EXERCISE DESCRIPTION »
Count the lines in the data below that contain the string "suit", and reply with that number alone.

Data excerpted from a collection:
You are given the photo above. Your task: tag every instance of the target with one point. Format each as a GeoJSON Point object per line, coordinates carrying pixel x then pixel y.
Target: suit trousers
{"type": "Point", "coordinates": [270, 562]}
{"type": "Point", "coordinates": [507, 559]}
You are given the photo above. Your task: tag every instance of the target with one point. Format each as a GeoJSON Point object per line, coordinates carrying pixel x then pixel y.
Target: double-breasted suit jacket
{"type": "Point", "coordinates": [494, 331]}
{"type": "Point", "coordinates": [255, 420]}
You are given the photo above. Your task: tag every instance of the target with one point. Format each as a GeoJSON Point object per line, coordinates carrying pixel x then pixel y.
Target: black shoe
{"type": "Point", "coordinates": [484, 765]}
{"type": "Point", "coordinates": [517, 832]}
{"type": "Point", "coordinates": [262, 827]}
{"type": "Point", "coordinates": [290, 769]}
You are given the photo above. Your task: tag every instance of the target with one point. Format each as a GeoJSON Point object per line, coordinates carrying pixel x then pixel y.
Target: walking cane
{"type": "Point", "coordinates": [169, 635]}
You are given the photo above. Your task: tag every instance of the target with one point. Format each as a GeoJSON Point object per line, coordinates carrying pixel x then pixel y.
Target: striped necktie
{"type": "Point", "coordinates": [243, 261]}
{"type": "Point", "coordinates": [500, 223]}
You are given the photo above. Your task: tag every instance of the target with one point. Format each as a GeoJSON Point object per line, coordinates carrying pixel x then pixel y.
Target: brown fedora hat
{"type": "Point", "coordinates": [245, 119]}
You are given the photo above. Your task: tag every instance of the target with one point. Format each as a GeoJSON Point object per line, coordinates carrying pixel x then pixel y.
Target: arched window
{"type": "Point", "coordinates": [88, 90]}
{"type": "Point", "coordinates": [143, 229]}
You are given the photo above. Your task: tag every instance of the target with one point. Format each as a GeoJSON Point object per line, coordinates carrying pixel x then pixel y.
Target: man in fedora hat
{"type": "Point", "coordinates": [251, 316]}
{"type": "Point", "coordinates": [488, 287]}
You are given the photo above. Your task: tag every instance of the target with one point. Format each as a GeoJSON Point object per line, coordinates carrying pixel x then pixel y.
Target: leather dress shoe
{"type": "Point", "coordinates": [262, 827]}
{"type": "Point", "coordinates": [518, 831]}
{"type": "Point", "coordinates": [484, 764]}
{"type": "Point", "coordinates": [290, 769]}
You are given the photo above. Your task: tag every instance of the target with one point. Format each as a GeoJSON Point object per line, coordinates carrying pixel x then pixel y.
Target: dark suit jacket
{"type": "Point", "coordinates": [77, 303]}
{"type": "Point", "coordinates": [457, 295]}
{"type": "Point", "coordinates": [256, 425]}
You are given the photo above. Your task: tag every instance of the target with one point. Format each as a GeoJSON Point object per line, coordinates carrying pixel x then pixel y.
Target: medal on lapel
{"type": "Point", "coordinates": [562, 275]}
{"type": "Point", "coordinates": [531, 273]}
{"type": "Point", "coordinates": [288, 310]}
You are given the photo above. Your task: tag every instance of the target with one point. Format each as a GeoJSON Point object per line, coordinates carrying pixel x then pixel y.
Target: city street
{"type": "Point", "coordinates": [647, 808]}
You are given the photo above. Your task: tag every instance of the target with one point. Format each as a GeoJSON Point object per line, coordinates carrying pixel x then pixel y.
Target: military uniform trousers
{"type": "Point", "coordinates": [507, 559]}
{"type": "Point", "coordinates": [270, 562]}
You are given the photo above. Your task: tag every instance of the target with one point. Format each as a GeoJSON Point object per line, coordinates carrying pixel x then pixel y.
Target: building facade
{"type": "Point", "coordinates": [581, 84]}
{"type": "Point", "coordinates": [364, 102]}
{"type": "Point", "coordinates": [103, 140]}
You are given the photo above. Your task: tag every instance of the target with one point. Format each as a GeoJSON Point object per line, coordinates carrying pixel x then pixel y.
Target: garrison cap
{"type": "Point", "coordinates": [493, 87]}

THE ANSWER »
3